__Суть задания__.
Отберите в списке все строки, где встречается слово «wooden», и перепишите их. Регистр букв учитывается.

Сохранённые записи
▼▼▼

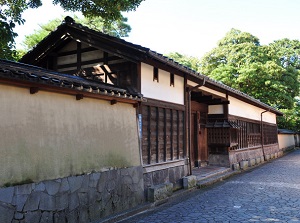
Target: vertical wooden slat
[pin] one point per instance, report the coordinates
(178, 134)
(157, 135)
(149, 134)
(78, 55)
(171, 136)
(165, 134)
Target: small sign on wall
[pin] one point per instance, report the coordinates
(140, 124)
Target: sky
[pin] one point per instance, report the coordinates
(192, 27)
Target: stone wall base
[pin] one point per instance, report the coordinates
(81, 198)
(160, 192)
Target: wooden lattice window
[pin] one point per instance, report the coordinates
(162, 134)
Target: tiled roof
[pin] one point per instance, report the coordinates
(19, 71)
(286, 131)
(144, 52)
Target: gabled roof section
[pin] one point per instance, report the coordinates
(28, 75)
(132, 52)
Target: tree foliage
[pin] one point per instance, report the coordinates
(117, 28)
(11, 14)
(268, 73)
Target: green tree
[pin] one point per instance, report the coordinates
(268, 73)
(11, 14)
(117, 28)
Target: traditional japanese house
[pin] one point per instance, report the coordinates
(182, 119)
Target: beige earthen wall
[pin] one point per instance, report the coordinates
(286, 141)
(49, 135)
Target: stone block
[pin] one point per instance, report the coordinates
(19, 201)
(64, 187)
(75, 183)
(258, 160)
(236, 166)
(47, 217)
(252, 162)
(244, 164)
(24, 189)
(40, 187)
(160, 192)
(52, 187)
(19, 216)
(73, 201)
(6, 214)
(61, 202)
(47, 202)
(6, 194)
(189, 181)
(32, 203)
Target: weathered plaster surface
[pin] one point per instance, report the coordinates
(49, 136)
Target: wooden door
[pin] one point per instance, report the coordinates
(199, 149)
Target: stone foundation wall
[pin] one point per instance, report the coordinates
(218, 160)
(271, 149)
(82, 198)
(172, 175)
(235, 156)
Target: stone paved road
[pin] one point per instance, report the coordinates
(269, 193)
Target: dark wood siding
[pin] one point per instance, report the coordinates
(162, 133)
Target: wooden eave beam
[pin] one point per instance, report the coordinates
(56, 89)
(106, 45)
(164, 66)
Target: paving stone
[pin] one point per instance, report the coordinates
(267, 193)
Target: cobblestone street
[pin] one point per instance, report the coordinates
(269, 193)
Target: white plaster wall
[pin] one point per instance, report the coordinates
(206, 89)
(215, 109)
(243, 109)
(285, 140)
(161, 90)
(49, 135)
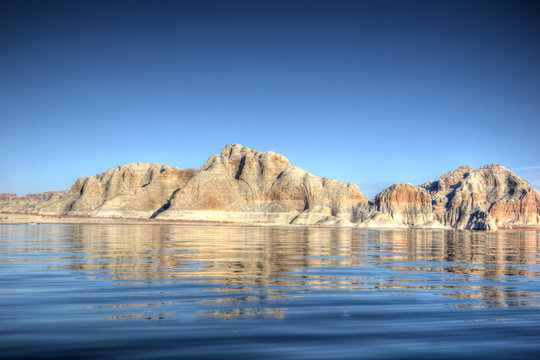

▲▲▲

__Письменный ответ__.
Target: vertical wooden slat
Target: wooden lattice window
Target: wooden door
Target: wooden eave beam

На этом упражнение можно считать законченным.